▶ **Work required**:
Reproduce each of the records below word for word, leaving nothing out and changing nothing.

▶ **Records for processing**:
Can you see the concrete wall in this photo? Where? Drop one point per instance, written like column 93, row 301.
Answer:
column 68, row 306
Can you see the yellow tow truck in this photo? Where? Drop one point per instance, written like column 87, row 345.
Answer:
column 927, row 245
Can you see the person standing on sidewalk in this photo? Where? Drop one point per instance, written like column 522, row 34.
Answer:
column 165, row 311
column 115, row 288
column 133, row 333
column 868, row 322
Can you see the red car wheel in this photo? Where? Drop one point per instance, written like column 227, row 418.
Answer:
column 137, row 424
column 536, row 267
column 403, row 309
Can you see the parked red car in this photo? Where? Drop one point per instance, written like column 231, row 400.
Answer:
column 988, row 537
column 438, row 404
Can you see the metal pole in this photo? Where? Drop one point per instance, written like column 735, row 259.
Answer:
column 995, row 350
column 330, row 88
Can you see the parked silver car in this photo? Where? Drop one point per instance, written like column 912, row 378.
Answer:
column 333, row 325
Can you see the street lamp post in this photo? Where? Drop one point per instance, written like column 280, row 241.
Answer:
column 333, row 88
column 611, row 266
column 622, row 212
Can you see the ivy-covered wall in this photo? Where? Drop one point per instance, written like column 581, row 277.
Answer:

▶ **Answer to this exercise**:
Can you see the concrete wall in this photo? Where? Drop one point per instance, written like column 93, row 301.
Answer:
column 68, row 306
Can you see the yellow tow truck in this photo? Where? Drop one point per instance, written like column 87, row 345.
Answer:
column 927, row 245
Can you see the person standing on sidewalk in this photo? Where? Drop one point per instance, written like column 522, row 34.
Answer:
column 165, row 311
column 115, row 288
column 133, row 333
column 868, row 322
Can you see the red car wheel in this photo? Where? Drop one point per instance, written like column 227, row 418.
Answer:
column 137, row 424
column 536, row 267
column 403, row 309
Can you see the parked red car in this photo? Where? Drop one point per instance, written like column 231, row 400.
Answer:
column 988, row 537
column 438, row 404
Can you see the metal pole in this photo? Where? Drop one point per instance, written like column 735, row 259.
Answer:
column 995, row 350
column 330, row 88
Can you see the parked silver car in this photo? Where? Drop one point per instance, written like column 912, row 378.
Answer:
column 333, row 325
Can you see the street lamp post in this photo? Where? Drop one point per instance, written like column 280, row 241.
Answer:
column 333, row 88
column 611, row 266
column 622, row 212
Can you see the ivy-covered wall in this photo? Where? Drop one point per instance, written like column 581, row 277.
Answer:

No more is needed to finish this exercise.